*Material for this exercise:*

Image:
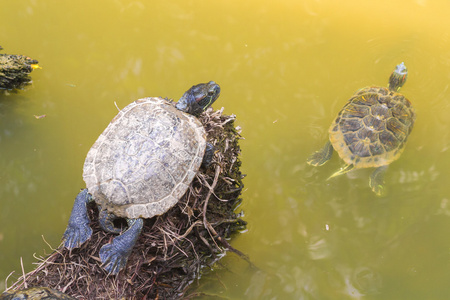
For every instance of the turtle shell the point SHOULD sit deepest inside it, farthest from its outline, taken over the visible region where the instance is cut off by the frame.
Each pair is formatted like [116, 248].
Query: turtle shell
[372, 128]
[144, 161]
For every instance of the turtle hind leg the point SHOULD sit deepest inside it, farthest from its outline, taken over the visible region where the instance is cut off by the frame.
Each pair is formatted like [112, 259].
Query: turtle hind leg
[341, 171]
[78, 230]
[376, 180]
[321, 156]
[208, 156]
[114, 256]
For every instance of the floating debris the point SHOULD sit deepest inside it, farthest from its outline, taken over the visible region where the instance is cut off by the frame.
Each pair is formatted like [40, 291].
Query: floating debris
[173, 248]
[15, 70]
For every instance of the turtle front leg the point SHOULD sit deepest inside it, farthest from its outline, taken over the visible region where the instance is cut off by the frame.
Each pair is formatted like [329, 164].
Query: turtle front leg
[78, 230]
[114, 256]
[321, 156]
[376, 181]
[209, 154]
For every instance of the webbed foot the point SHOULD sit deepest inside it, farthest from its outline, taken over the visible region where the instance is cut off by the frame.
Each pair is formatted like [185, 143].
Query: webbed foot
[78, 230]
[376, 181]
[321, 156]
[114, 256]
[208, 156]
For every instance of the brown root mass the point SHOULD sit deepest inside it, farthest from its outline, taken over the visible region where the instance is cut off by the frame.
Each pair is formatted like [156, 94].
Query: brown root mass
[15, 70]
[173, 248]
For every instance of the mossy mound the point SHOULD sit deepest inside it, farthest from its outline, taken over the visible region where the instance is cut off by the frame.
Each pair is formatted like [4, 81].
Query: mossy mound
[15, 70]
[173, 248]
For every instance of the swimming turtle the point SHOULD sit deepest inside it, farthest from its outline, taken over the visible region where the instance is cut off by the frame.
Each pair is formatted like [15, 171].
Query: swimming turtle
[370, 130]
[139, 167]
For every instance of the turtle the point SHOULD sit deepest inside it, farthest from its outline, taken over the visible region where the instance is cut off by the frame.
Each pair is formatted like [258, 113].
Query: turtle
[371, 130]
[139, 167]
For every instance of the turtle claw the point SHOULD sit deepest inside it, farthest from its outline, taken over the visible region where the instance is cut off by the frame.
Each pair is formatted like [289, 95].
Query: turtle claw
[321, 156]
[78, 230]
[75, 236]
[114, 256]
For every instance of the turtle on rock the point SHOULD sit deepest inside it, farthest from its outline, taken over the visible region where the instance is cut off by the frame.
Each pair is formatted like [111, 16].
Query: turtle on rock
[370, 130]
[139, 167]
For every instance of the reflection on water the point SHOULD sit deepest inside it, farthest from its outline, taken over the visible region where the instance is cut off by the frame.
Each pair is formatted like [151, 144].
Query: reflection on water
[285, 68]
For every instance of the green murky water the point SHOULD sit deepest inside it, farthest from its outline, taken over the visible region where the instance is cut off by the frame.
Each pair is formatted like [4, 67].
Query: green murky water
[285, 68]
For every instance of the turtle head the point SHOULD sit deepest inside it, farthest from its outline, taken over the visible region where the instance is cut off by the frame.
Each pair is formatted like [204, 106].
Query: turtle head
[398, 77]
[198, 98]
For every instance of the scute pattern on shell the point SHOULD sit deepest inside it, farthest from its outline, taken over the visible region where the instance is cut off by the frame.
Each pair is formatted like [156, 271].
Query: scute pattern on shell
[144, 161]
[372, 128]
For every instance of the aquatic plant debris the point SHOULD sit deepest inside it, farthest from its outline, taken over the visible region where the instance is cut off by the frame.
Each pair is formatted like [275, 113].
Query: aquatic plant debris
[173, 248]
[15, 70]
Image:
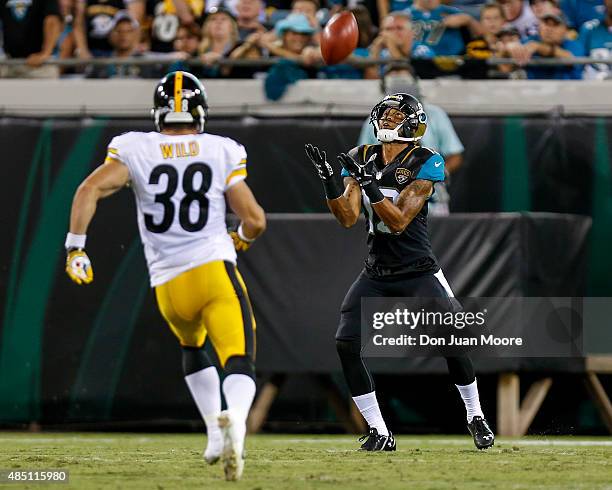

*Task directions:* Copy out all the data above again, putting "edge" wherever "outline" appears and changing nothing else. Leave the pictures out.

*Solution:*
Image:
For every instance of the turtle shell the point SHOULD sit deepest inside it, farthest from its edge, taken over the visible region where the instance is cut off by the frame.
Each pair is formatted like [116, 248].
Query: turtle shell
[372, 128]
[144, 161]
For every instance of the turtle hind leg the point SHOULD sit deepest inside it, farthest from its edge, taken over the visible region where the instance is cut off by the frame.
Each pair is formatted like [112, 259].
Query: turtle hind leg
[341, 171]
[78, 230]
[376, 180]
[321, 156]
[208, 156]
[114, 256]
For every instance of the floating debris the point SHOULD sit deepest inside it, farthest from its edge, taken over the visible region where the instance is cut off by the frame.
Each pair is formatted like [40, 291].
Query: floating debris
[173, 248]
[15, 70]
For every instance of the turtle front leg the point SHOULD sit deepest inside it, farthest from its edge, taken over the visible region where the instance is cut off by the frame.
Each pair is formatted like [329, 164].
Query: turtle front leg
[78, 230]
[114, 256]
[321, 156]
[376, 181]
[209, 154]
For every instance of the webbed foot the point SHOULD sit deepest inside it, farthest from its edge, taken over the visible region where the instance is cut off by the frame.
Each pair is formatted like [185, 143].
Query: webbed foot
[78, 230]
[376, 181]
[321, 156]
[114, 256]
[208, 156]
For every instance of the brown root mass the point SHOULD sit deepest inside it, farthest from its edge, taken over the visible region where the instance is cut off by the frame.
Each pair is formatted like [156, 94].
Query: brown root mass
[15, 70]
[173, 248]
For every instance of the mossy mound the point SHOULD sit deepest inside it, farthest from its edge, taken over the visible region where the instance is cut off by the frame.
Each pair is formatted like [4, 81].
Query: mossy mound
[15, 70]
[173, 248]
For every instance of the swimming turtle the point SHOULD sit deepest inside it, farthest from its edge, taken over the visible region where the instance is cut off by the frame.
Each pair is formatted like [15, 171].
Query: swimming turtle
[370, 130]
[139, 167]
For every instance of the turtle the point SHOULD sit deepest inside it, farthest from its edge, taken over the visible region where the instance is cut off by the frame.
Each pair is formatted like [258, 113].
Query: turtle
[371, 130]
[139, 167]
For every instance of the turtle claw the point SHOULD sit deepest inside it, farthest from its edge, taken over the visible region where the instance is cut off by the frame.
Each pair is formatted like [289, 95].
Query: turtle claw
[321, 156]
[78, 230]
[75, 236]
[114, 256]
For every instance of the turtle on rock the point SHOULD sit deepest inside it, farthest from its edge, taken over the visible region where the instance is cut off by the frame.
Each pair is formatted like [111, 16].
Query: turtle on rock
[370, 130]
[139, 167]
For every instance of the reflection on water the point SHOULD sit deepest inside it, farthest from its edge, taken over the visible region where the instance is cut off by the frame.
Each pair is formatted like [151, 144].
Query: reflection on water
[285, 68]
For every instance of the green murky water the point SHOULD sit deepest inside it, farthest from its edge, taken over the visible region where the instance is cut off by the frame.
Each pair is formatted like [4, 67].
Query: green murky water
[285, 68]
For every instance of the turtle head the point SHOULD sit deepest inside it, farthest from its edge, taken over the visible region where the instance is cut off by the frame.
Each pair is formatted like [204, 106].
Query: turtle head
[398, 77]
[198, 98]
For every instance of the scute pattern on shell the point SHOULD sit deepest inside it, farthest from its edge, taken over the visible region where the instance is cut off by the frame.
Each pair is formatted like [156, 271].
Query: scute pattern on shell
[144, 161]
[372, 128]
For every instance of the aquatic plant debris the point SHOULD sit deepest inside it, farthest from its edge, taken over the visible region where the instance is cut off by the frame.
Each pair is formatted like [275, 113].
Query: aquatic plant debris
[173, 248]
[15, 70]
Image:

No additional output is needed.